Goal of the exercise
Collect every line in the entries below that contains the word "building" and copy each such line in full.

Materials provided
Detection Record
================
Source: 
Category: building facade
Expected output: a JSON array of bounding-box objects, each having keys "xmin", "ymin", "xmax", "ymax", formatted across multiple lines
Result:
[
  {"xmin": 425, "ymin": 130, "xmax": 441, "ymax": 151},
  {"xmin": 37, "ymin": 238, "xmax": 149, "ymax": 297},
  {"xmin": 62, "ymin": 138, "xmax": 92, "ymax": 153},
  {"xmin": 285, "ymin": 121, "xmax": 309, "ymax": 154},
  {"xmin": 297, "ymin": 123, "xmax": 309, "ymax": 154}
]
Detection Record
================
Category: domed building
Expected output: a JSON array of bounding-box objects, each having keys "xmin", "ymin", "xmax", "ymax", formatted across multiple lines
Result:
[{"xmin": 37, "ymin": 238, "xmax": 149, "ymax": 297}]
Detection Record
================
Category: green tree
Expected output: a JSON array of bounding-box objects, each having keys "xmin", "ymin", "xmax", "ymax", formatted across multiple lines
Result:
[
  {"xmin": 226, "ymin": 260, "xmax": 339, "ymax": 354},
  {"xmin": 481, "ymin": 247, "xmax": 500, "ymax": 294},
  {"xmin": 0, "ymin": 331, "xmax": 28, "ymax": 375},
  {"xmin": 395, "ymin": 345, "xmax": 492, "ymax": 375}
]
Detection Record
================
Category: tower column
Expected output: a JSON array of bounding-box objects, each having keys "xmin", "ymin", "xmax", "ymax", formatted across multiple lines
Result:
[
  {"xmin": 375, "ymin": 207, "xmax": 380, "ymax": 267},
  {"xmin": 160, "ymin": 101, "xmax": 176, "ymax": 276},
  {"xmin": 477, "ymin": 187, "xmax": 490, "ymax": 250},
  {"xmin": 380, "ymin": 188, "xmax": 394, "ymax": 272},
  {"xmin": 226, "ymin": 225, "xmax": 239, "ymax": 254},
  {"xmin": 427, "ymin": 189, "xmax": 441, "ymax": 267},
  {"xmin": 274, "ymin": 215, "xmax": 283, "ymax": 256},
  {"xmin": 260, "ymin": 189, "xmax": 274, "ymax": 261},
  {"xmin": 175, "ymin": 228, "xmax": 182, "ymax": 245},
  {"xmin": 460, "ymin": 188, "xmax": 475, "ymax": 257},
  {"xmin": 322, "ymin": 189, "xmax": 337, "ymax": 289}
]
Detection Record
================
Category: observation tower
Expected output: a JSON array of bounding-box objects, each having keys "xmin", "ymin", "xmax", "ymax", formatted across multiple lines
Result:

Worked solution
Category: building facade
Category: domed building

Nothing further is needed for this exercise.